## REQUIRED WORK
Of the records that follow, copy only the lines from the line containing "Spot the gray" to the line containing "Spot the man's right", both included, exactly as written.

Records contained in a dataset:
----
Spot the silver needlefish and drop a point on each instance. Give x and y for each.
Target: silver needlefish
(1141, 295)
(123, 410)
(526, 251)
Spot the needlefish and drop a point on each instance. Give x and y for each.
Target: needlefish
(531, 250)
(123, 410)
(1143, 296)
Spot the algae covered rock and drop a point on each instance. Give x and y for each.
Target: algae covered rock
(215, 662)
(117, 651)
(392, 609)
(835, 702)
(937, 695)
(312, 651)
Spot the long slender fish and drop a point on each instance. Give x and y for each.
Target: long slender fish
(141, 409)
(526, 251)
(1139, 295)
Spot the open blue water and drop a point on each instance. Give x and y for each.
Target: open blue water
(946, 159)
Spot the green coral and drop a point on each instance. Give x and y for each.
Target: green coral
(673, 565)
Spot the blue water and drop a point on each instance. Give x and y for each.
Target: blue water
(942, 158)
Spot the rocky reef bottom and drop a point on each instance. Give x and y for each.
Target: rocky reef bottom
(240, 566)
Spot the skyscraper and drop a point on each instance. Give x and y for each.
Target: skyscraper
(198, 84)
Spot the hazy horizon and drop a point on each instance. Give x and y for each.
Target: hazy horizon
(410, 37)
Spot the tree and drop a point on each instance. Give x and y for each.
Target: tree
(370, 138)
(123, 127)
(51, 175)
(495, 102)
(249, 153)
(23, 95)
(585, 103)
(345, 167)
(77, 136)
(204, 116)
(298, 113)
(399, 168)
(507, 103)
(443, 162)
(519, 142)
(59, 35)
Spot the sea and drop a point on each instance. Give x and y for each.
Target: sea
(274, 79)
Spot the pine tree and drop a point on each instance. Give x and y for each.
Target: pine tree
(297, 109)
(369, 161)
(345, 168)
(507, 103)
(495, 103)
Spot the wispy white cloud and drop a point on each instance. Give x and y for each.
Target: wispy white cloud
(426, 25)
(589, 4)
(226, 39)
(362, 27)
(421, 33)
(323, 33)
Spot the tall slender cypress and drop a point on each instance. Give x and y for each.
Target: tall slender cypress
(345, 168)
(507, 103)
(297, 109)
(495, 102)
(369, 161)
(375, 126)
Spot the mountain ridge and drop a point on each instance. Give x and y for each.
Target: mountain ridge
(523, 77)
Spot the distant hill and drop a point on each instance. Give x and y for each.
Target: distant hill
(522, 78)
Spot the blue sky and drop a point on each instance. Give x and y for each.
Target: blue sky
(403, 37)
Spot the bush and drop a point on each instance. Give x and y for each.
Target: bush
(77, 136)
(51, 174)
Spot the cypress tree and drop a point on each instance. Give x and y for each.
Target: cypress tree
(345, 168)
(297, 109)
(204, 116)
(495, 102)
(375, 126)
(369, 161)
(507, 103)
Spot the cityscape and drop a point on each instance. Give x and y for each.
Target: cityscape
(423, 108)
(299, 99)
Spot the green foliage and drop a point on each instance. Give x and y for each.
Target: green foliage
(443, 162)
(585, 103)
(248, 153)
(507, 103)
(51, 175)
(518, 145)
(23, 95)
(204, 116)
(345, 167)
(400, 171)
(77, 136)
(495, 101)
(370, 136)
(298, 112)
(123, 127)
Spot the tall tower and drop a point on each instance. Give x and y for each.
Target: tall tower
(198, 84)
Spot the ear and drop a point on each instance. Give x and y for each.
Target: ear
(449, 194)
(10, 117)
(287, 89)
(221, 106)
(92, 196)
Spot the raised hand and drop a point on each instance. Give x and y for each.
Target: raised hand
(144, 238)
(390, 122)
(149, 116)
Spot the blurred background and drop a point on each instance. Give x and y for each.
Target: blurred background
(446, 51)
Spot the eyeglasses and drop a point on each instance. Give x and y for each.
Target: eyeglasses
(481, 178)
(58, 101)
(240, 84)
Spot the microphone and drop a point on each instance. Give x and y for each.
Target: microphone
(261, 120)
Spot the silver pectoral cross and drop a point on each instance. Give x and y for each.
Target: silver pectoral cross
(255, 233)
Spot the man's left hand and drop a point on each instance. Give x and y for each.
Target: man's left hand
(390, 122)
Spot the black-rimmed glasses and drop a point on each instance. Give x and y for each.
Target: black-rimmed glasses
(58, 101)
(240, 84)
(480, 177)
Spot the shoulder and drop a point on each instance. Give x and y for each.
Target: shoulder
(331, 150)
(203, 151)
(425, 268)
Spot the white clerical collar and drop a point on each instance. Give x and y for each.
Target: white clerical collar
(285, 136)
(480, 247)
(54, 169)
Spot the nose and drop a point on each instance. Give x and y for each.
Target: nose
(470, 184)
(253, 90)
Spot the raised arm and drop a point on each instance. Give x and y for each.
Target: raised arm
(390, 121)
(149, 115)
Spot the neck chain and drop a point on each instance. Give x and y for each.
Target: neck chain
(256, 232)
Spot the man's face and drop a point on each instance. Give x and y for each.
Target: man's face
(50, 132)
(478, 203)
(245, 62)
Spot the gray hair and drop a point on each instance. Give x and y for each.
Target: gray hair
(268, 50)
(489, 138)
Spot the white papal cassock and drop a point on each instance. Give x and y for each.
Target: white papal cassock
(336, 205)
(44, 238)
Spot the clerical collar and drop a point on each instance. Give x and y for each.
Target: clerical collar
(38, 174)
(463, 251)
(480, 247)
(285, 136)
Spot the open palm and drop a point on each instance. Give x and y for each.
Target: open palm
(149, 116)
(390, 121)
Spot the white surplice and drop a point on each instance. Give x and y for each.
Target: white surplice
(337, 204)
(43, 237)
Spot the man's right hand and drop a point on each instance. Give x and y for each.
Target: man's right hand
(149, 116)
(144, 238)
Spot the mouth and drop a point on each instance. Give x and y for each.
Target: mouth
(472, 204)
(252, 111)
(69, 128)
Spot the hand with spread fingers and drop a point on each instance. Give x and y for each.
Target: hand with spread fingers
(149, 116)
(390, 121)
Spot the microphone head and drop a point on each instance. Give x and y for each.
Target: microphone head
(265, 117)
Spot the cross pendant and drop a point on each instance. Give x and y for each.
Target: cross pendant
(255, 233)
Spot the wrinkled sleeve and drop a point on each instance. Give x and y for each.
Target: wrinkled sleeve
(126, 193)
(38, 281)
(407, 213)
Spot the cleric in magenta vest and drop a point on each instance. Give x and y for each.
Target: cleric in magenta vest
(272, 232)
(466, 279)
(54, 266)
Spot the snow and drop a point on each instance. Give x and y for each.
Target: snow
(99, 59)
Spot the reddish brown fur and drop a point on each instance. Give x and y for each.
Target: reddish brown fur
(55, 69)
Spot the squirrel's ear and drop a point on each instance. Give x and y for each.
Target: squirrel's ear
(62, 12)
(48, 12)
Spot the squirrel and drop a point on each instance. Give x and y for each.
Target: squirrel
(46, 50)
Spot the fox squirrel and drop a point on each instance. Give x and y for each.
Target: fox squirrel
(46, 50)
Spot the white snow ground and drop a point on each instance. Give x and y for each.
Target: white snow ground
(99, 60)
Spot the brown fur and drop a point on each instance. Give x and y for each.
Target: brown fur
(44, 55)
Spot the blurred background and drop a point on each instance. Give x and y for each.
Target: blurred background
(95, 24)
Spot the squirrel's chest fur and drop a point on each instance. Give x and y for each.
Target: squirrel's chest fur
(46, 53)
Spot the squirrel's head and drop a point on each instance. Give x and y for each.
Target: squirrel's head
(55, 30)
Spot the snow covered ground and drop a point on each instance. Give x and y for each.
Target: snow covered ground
----
## ANSWER SPACE
Spot the gray hair and drop a point on each instance. Give x and y for each.
Target: gray hair
(268, 50)
(489, 138)
Spot the white papal cassock and drop a point on each instance. Give x and y for each.
Target: white papal cassock
(336, 205)
(44, 238)
Spot the clerical collar and drop a point on each instance. Give x and y for each.
Target: clerical collar
(38, 174)
(463, 251)
(480, 247)
(285, 136)
Spot the open palm and drop a point on each instance. Give x and y for each.
Target: open palm
(149, 116)
(390, 121)
Spot the white surplice and drop a point on each instance. Give x and y for each.
Target: white surplice
(337, 204)
(43, 237)
Spot the man's right hand and drop a point on each instance. Give x and y for each.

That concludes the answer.